> [Problem statement]
What is the stretch of the POET lecture notes from "POET implements a" through "happens to DB?"? Write it out word for word.

Suppose I want to ask about all the parents of all pre-schoolers in my database
Let's add another field to Person:
persistent class Person {
PtString name; //PtString is a POET class declared in POET.HXX
short age;
cset<Person*> children; //Each person has a set of children
}
PersonQuery parent,children; //We're going to compose a query from two subqueries
children.Setage(5,PtLT); //Set up a query about pre-schoolers
parent.Setchildren(1,PtGTE,&children); //Query about parents of pre-schoolers
allPeople->Query(&parent,result); //Poll the Person objbase
You can set up indexes for queries:
Why might value-based queries like those above be slow?
Speed-up solution: add an explicit index to a class: use person's name and zipcode
persistent class Person {
PtString name; //PtString is a POET class declared in POET.HXX
short age;
cset<Person*> children; //Each person has a set of children
Address address;
useindex PersonIndex;
}
class address { //Another class used to define address field
PtString street,city;
int zip;
}
indexdef PersonIndex:Person {
PtString name;
address.zip;
}
Query class will use PersonIndex to set up faster queries
but indexes take up space, too
You may not want to store all the data in a persistent class
So POET lets you declare transient members
persistent class Person {
PtString name; //PtString is a POET class declared in POET.HXX
short age;
cset<Person*> children; //Each person has a set of children
Address address;
useindex PersonIndex;
transient WINDOW *viewer; //POET won't store a WINDOW in database
}
May need to initialize transient data member in your own constructor:
public:
Person(PtBase* base, PtObjId *id, PtPtr2SurrTuple*& info) : //POET constructor
PtObject(base, id, info) //Still inherit POET's constructor
{ viewer = new PersonDialog; } //Initialize transient member, viewer
You may want to ensure consistency of database by declaring dependencies:
persistent class Person {
depend Person* allter_ego; //Link from Clark Kent to Superman
//If you delete Clark Kent, POET will automatically delete Superman, too!
Other OODBs provide richer syntax for inverse relationships
e.g., setParent <==> setChildren
Suppose an object is linked to other objects in a database?
How can this be a problem for database retrieval? - how much to retrieve?
Could spend a lot of time retrieving a network of objects, & could overwhelm memory
Need transparent buffering--read in as much as necessary?
POET implements a template class called ondemand which resolves references as needed:
persistent class Person { ...
ondemand<Person> children;
Then explicitly assign and get references as needed:
Person* Father = new Person;
Person* Child = new Person;
Father->Assign(objbase);
Father->Child.SetReference(Child); //Set ondemand reference
Father->Store(); //Father has a reference to Child person in objbase
Person* pChild(); //Suppose I want to load Father's child into memory
Father->Child.Get(pChild); //pChild now points to Child via Father's reference
Version control--i.e., keeping track of previous versions of code (classes)
Why is version control an important issue for OODBs?
When class structure changes (as Person has during this lecture!), what happens to DB?
Don't want to lose data, and don't want to write conversion routines!
Database manager should know when a class has changed and convert all objects in DB
POET creates a class dictionary, recording schema for each persistent class in database
When POET creates a database for a class, it stores a schema based on its declaration
When POET detects a change in class declaration it automatically registers the changes
"New version of class 'Person'."
but user must convert the data, using the class browser

> [Items]

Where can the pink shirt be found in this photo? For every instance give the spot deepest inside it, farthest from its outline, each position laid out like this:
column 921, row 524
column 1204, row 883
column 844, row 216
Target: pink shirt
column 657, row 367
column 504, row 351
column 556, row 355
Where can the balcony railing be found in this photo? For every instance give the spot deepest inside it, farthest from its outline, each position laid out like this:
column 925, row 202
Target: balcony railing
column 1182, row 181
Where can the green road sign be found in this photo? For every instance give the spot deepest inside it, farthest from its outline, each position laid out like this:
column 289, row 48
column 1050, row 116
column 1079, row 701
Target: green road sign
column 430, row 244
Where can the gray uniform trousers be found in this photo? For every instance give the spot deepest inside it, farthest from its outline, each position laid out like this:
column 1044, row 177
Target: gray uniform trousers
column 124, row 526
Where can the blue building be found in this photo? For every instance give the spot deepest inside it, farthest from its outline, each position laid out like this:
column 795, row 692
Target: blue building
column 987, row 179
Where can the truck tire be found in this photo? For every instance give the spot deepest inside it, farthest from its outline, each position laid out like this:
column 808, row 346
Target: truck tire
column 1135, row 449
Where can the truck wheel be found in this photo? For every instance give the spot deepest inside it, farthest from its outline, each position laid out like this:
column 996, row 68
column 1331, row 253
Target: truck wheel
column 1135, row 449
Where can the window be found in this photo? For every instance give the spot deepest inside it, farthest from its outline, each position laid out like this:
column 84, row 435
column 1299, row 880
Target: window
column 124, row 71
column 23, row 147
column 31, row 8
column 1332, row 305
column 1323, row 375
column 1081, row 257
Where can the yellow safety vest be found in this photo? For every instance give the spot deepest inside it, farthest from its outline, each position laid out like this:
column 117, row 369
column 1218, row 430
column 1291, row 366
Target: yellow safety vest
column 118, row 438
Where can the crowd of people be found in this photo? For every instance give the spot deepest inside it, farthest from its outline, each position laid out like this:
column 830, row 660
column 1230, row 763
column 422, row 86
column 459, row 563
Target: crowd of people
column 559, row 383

> [Output for this task]
POET implements a template class called ondemand which resolves references as needed:
persistent class Person { ...
ondemand<Person> children;
Then explicitly assign and get references as needed:
Person* Father = new Person;
Person* Child = new Person;
Father->Assign(objbase);
Father->Child.SetReference(Child); //Set ondemand reference
Father->Store(); //Father has a reference to Child person in objbase
Person* pChild(); //Suppose I want to load Father's child into memory
Father->Child.Get(pChild); //pChild now points to Child via Father's reference
Version control--i.e., keeping track of previous versions of code (classes)
Why is version control an important issue for OODBs?
When class structure changes (as Person has during this lecture!), what happens to DB?